**Task details**
Report how many lines in the entries below contain the word "black". Give only the number.

*** Record extracts ***

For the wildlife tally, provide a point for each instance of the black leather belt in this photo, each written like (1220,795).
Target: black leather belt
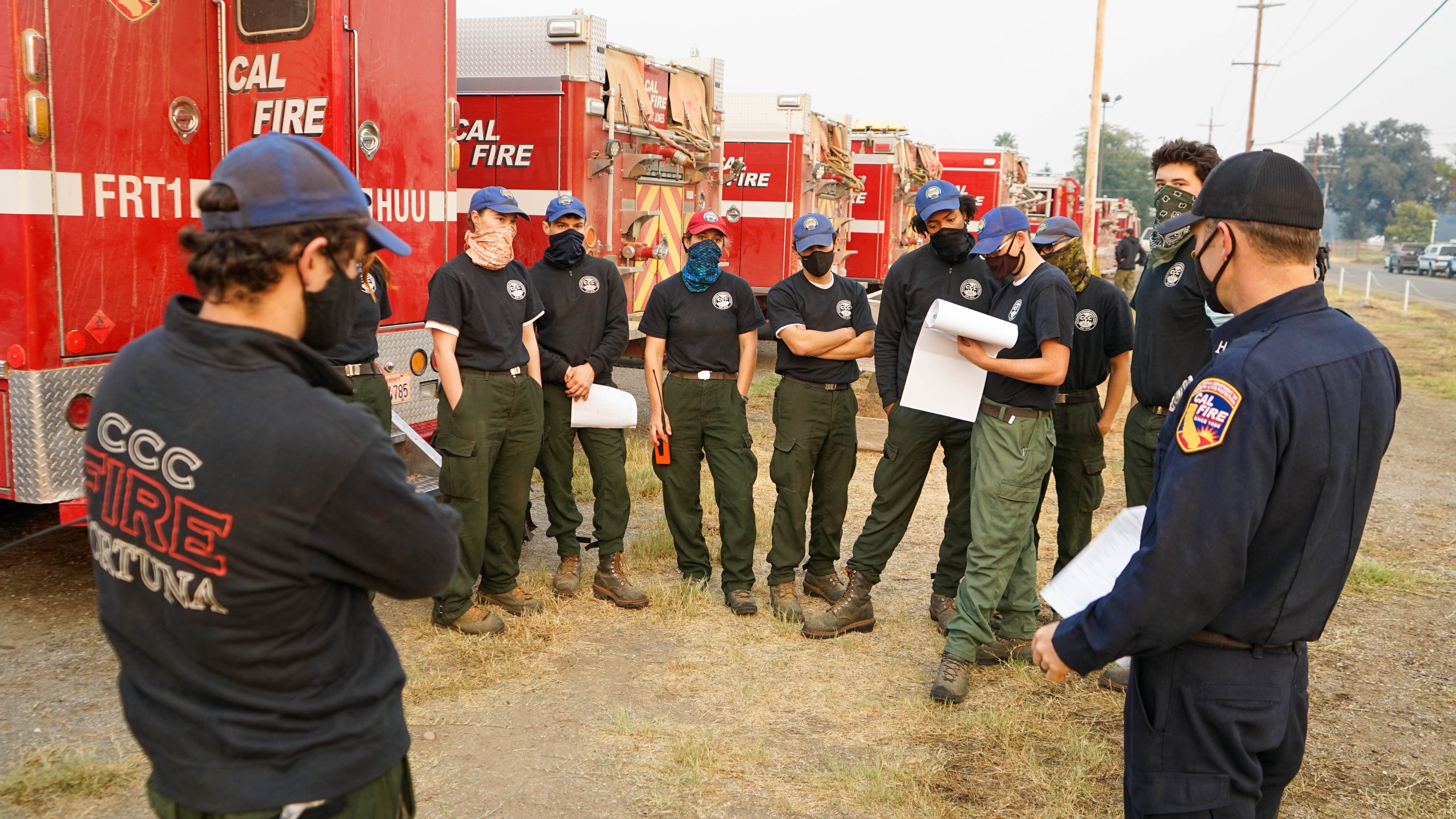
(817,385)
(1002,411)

***
*** Record extracts ***

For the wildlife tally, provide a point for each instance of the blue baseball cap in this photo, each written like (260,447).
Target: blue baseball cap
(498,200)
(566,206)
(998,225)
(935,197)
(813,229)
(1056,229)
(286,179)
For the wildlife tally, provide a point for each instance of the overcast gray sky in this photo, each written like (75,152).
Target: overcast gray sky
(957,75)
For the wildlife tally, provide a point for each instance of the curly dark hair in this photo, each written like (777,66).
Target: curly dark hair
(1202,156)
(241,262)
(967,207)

***
*** Record extracts ***

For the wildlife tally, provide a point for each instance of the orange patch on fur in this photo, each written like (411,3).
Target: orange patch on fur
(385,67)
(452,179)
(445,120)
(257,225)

***

**Answer below**
2